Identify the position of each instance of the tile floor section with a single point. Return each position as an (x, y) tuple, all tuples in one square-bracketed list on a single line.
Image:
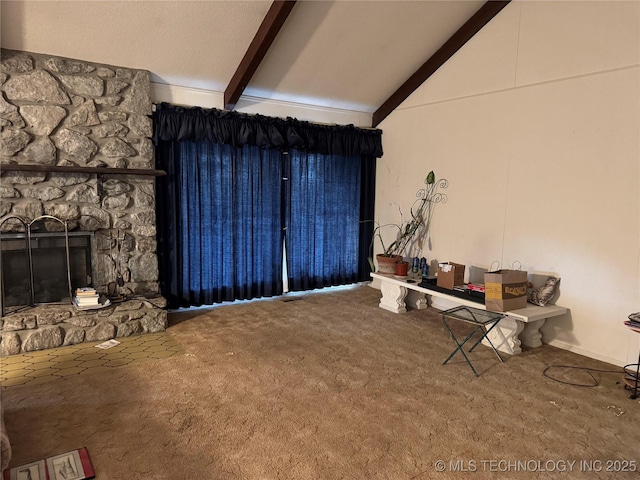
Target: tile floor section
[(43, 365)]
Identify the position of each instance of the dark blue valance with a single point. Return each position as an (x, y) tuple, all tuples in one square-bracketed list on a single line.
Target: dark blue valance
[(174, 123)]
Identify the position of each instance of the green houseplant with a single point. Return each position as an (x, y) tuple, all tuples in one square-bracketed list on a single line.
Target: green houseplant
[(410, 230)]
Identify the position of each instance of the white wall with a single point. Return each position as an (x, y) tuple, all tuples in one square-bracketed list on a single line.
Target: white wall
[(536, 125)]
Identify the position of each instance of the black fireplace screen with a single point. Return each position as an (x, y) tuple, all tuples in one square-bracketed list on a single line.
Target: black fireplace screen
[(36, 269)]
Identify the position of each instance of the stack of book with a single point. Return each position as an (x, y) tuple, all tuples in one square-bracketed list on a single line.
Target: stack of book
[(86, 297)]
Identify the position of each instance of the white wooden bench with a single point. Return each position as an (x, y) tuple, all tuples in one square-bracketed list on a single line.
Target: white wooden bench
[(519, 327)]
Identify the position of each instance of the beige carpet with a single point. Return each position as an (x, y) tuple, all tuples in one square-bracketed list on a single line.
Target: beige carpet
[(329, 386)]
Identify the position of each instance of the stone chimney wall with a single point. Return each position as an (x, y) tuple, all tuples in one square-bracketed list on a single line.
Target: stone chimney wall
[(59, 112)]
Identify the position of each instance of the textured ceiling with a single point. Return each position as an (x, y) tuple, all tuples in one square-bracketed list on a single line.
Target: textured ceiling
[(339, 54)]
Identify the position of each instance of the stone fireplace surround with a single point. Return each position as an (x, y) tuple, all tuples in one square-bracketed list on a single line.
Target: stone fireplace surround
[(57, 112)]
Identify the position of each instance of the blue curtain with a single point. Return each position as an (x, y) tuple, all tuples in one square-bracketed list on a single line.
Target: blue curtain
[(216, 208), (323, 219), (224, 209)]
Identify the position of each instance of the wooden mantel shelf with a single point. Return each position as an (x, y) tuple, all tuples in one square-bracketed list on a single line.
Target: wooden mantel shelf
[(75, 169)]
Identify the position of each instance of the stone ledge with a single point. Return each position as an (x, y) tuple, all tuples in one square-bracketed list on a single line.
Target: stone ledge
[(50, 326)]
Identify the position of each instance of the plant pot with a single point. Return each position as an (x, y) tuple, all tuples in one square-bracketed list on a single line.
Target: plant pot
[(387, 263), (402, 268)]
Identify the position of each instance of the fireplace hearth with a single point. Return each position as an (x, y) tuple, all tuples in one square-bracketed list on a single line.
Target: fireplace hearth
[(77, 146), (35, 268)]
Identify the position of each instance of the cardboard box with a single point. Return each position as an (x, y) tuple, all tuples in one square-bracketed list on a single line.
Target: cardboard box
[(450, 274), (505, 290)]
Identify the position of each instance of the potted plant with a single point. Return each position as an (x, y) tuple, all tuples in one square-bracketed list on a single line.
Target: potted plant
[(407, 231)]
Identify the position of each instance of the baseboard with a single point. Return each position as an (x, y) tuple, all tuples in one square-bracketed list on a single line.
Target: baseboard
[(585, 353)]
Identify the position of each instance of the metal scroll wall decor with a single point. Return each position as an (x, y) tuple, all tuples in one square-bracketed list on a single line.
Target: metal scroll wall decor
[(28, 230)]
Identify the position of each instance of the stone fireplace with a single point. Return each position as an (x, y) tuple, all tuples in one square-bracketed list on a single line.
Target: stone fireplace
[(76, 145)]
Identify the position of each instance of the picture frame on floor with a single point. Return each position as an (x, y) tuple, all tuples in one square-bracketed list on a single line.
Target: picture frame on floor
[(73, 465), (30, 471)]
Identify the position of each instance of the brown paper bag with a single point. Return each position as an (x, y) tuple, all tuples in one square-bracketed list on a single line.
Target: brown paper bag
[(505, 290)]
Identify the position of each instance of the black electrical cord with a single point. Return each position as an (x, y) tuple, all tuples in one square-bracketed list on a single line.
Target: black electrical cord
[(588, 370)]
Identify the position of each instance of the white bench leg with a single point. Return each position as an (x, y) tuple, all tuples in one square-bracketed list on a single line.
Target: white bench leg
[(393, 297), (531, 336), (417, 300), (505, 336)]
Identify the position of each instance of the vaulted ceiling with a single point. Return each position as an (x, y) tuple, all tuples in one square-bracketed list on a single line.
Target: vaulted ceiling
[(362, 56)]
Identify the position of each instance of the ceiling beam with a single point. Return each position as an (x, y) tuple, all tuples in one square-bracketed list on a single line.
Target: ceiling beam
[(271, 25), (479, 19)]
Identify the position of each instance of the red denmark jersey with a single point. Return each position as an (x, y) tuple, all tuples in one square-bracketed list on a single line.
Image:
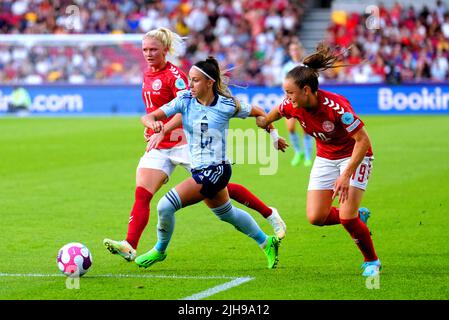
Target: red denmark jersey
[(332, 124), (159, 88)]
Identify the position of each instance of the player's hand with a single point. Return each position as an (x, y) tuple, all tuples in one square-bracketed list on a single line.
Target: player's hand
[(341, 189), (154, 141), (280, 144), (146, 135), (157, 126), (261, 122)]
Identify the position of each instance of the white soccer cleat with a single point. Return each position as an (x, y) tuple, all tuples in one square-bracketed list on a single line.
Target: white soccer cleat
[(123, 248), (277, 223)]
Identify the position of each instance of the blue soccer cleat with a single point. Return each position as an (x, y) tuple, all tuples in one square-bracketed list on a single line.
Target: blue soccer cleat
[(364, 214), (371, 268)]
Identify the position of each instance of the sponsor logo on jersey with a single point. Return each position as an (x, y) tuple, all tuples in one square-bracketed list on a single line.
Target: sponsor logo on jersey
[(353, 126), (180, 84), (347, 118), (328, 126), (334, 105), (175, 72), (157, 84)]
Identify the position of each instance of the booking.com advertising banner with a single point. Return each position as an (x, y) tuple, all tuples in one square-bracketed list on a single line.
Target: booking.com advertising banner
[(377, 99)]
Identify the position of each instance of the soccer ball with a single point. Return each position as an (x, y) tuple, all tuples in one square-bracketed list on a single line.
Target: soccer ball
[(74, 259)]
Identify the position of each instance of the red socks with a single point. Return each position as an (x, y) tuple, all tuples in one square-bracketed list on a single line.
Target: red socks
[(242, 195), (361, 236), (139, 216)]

────────

* EXERCISE GOAL
Rewrite the listing above as a two-column CSV with the header row "request,answer", giving one row per entry with its request text and its answer, each in a single quoted field and with any line breaks turned into spaces. Include every entry in the listing, and leave the pictures out.

* RESPONSE TO THE EXERCISE
request,answer
"Identify the position of each instance of the tile floor section with a single point. Return each position as an (x, y) tuple, all tuples in one square-bracketed list on a single line. Image: Target: tile floor section","[(43, 365)]"
"Identify the position of each instance of the dark blue valance with a single point. Return each position as an (x, y) tuple, all tuples in one square-bracketed list on a single line. Target: dark blue valance","[(174, 123)]"
"Identify the position of each instance of the green houseplant with a single point. Return each position as an (x, y) tuple, all tuples in one square-bracketed list on a single line. Target: green houseplant","[(410, 230)]"
"Identify the position of each instance of the white wall with a single point. Return each position as an (x, y) tuple, all tuples in one square-bracketed list on a single line. Target: white wall","[(536, 125)]"
"Identify the position of each instance of the black fireplace screen with a single point. Return each position as an (x, y) tuple, all tuples in one square-bracketed list on a single line. Target: black fireplace screen","[(36, 269)]"
"Identify the position of each instance of the stack of book with a single point. Return each position as an (x, y) tuple, all tuples in one square-bracketed list on a single line. Target: stack of book","[(86, 297)]"
"Identify the position of each instance of the white wooden bench with a single point. Return each position as an (x, y) tuple, all tuples in one square-bracketed list on a single line. Target: white wooden bench","[(519, 327)]"
"Identify the position of each instance of the beige carpet with a single point. Return each position as an (x, y) tuple, all tuples in one square-bracketed list on a single line. Target: beige carpet","[(329, 386)]"
"Identify the position of each instance of the stone chimney wall with a single point. Return each position as an (x, y) tuple, all tuples in one square-bracketed list on a single line. Target: stone chimney wall","[(59, 112)]"
"Identify the position of each instance of the textured ceiling with a single point. Return each position as an (x, y) tuple, all tuples in one square-bracketed list on a single line. Target: textured ceiling","[(339, 54)]"
"Identify the position of each instance of the stone fireplace surround with a single point. Return each position as an (x, y) tuple, all tuples in one square-bracketed list on a single line. Target: stone fireplace surround","[(57, 112)]"
"Identify the position of each instance of the blue curtain with a single point. Return each position as an (x, y) tuple, all tuples in one square-bracketed list on a single line. Target: blue curtain","[(216, 208), (323, 219), (224, 209)]"
"Identify the position of each instance of the wooden mantel shelf with a single point. Return each position as an (x, y) tuple, all tuples in one square-bracketed list on a single line. Target: wooden mantel shelf","[(75, 169)]"
"Identify the position of each instance of the stone ledge with a single point. Return each position as an (x, y) tuple, all tuples in one square-bracketed list on a single line. Target: stone ledge","[(50, 326)]"
"Identify the position of each instance of the plant pot with a single point. Return each position as an (x, y) tuple, all tuples in one square-bracketed list on a single line. Target: plant pot","[(387, 263), (402, 268)]"
"Identify the position of each instance of the fireplace hearth with a single point. Return each position as an (x, y) tuple, all tuples in one square-bracketed list on a single line. Target: fireplace hearth","[(77, 146), (35, 268)]"
"Identify the position of each instance of the cardboard box with a single point. Return each position as an (x, y) tuple, all tuples in one square-bracketed list on a single line. Target: cardboard box","[(450, 274), (505, 290)]"
"Identify the position of each instance of the potted plant with a single point. Return each position as an (x, y) tuple, all tuples in one square-bracketed list on a single line. Target: potted plant","[(407, 231)]"
"Identify the position of each instance of the baseboard with a single point. Return each position as an (x, y) tuple, all tuples in one square-bracketed list on a single line. Target: baseboard","[(585, 353)]"
"Identify the position of each instance of the metal scroll wall decor with a single point. Return each position as an (x, y) tuple, all tuples in one square-bracketed list on a single line. Target: metal scroll wall decor","[(28, 230)]"
"Identify the position of each instance of the stone fireplace with a single point. Return each position as an (x, y) tuple, all tuples in one square-bracketed list on a single line. Target: stone fireplace","[(76, 145)]"
"Identify the position of each instance of the picture frame on floor with a single point. Return each position as an (x, y) tuple, all tuples in one square-bracketed list on a single line. Target: picture frame on floor","[(73, 465), (30, 471)]"
"Identify the position of each instance of the brown paper bag with a single point. Return each position as an (x, y) tuple, all tuples in one square-bracketed list on a single line. Target: brown paper bag","[(505, 290)]"
"Identify the position of each instance of the black electrical cord with a single point. Return each position as an (x, y) tuple, all tuples in one square-bracketed list on a single line. Target: black electrical cord","[(588, 370)]"
"Identify the position of each instance of the white bench leg with a single point. Return each position as an (x, y) tuple, all tuples in one square-bracketed list on a single line. Target: white bench leg","[(393, 297), (531, 336), (417, 300), (505, 336)]"
"Identify the position of each instance of the vaulted ceiling with a single point. Return each position as an (x, y) tuple, all tuples in one square-bracketed list on a single line. Target: vaulted ceiling","[(362, 56)]"
"Identify the position of each instance of the ceiling beam with a single point. Return each position as an (x, y) tuple, all tuples in one square-bracketed list on a single line. Target: ceiling beam","[(271, 25), (479, 19)]"
"Identify the position of each instance of the red denmark jersey with a single point. Return each position as an (x, y) tuple, all tuples in one square-bracketed list on a single line. Image: Target: red denmark jersey","[(332, 124), (159, 88)]"
"Identify the position of each instance of the player's hand with a single point. Return each position as an (x, y) tuple, all tuples in one square-bracketed list on a single line. Target: player's hand","[(341, 189), (154, 141), (280, 144), (146, 135), (157, 126), (261, 122)]"
"Identify the position of each instance of the white soccer cleat with a single point. Return each position as an (x, y) tuple, all tuples in one square-bracketed list on a single line. Target: white soccer cleat","[(123, 248), (277, 223)]"
"Identify the position of each instance of the blue soccer cleat with a single point. Return each position as an (x, y) tuple, all tuples in one square-bracketed list on a single line. Target: blue soccer cleat","[(364, 214), (371, 268)]"
"Identify the position of each instance of the sponsor logo on jersey with a single point. Return each position as an (x, y) tuple, all tuples in one square-bracketed list on a single line. Target: sponsor logo on jersey","[(353, 126), (180, 84), (347, 118), (328, 126), (334, 105), (175, 72), (157, 84)]"
"Identify the position of each instance of the booking.com advertising banner with a single point. Return each position as an (x, y) tuple, all tuples in one square-bracketed list on a single line. Target: booking.com advertising banner","[(377, 99)]"
"Identify the position of each instance of the soccer ball with a single point. Return each position as an (x, y) tuple, all tuples in one square-bracketed list on a single line. Target: soccer ball","[(74, 259)]"
"Identify the position of each instance of the red socks with a single point. Return each position as an (x, y) tuple, all tuples in one square-bracketed list on a single line. Target: red socks","[(242, 195), (361, 236), (139, 216)]"